[Point localization data]
▬▬▬▬▬▬

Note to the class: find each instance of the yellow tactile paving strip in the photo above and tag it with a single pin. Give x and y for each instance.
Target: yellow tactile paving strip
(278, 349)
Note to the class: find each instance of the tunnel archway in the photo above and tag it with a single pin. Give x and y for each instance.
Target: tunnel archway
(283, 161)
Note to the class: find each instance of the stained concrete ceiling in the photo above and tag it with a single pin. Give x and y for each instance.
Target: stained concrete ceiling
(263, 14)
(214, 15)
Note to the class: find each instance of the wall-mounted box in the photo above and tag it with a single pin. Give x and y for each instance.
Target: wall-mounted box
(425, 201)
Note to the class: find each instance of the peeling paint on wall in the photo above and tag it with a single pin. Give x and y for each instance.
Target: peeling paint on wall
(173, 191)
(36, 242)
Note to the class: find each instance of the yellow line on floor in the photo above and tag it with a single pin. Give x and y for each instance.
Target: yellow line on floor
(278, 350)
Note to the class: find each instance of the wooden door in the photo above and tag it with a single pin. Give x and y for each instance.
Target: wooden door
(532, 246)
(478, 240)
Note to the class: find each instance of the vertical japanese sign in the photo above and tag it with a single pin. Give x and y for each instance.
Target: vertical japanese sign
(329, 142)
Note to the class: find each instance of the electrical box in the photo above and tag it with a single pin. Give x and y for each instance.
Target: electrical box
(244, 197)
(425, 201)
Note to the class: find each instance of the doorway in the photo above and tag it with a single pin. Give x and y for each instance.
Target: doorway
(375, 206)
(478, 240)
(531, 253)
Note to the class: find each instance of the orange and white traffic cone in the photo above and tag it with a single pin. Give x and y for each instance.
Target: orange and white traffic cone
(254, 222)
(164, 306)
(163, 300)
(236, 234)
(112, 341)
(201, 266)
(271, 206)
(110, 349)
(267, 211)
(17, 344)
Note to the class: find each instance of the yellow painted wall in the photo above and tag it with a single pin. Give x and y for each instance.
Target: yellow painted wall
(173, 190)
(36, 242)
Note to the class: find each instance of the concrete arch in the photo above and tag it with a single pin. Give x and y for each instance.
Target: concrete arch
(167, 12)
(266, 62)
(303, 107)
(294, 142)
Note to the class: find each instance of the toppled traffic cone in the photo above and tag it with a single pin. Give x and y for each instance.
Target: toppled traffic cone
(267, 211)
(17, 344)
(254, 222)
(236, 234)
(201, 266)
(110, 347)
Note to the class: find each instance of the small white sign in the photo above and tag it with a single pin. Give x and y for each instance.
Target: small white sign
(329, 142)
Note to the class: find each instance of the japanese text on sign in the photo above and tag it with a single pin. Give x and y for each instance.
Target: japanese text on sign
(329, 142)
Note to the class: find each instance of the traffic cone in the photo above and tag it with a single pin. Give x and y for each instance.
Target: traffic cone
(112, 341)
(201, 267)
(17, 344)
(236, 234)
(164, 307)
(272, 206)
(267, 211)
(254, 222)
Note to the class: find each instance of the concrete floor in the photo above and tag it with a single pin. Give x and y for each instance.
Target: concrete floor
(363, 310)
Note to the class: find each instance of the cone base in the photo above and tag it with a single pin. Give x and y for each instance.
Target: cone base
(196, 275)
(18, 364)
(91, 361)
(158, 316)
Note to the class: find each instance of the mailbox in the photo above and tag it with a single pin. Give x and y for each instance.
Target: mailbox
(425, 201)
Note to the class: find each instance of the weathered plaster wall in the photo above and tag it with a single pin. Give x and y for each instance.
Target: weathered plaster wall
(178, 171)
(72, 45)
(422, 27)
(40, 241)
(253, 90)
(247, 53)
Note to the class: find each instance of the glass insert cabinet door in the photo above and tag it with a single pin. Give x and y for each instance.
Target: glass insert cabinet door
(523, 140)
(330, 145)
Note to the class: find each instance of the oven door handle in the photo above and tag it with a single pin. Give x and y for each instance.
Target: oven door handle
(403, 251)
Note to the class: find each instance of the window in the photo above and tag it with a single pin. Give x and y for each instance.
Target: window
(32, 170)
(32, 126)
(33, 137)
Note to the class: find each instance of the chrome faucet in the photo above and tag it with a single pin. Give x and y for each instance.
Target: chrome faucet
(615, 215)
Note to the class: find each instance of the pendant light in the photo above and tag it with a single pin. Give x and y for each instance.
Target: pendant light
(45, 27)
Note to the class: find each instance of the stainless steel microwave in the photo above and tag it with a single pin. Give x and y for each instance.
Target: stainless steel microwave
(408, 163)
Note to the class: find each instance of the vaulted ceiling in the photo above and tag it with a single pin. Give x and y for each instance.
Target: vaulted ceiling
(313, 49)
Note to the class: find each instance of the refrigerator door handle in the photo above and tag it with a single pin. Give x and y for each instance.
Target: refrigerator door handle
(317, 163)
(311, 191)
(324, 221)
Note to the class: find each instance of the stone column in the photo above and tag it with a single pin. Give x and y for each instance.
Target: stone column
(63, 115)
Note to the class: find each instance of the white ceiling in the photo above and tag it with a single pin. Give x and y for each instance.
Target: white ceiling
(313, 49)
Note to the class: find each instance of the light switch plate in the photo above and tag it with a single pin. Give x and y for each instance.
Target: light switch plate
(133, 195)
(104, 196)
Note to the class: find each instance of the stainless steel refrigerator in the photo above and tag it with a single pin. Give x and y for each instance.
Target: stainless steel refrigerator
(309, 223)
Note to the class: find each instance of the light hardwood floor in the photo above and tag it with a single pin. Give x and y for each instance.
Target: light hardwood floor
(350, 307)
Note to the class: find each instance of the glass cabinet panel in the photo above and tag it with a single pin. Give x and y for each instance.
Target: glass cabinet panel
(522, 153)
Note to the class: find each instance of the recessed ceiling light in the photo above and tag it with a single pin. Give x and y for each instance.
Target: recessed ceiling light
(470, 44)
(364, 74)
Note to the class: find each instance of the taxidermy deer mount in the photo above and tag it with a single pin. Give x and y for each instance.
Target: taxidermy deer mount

▬▬▬▬▬▬

### Aim of the task
Give the lines from the one containing "Note to the class: find each instance of the recessed" through the end of the entries again, exactly as written and with no other lines.

### Task answer
Note to the class: find each instance of the recessed ceiling light in the photo above and tag it with a single pin. Give x and y for each instance.
Target: recessed ceiling light
(470, 44)
(364, 74)
Note to the class: find each instance of the taxidermy deer mount in the photo above and tag it with a single pin. Give x and y for each instance.
Target: taxidermy deer mount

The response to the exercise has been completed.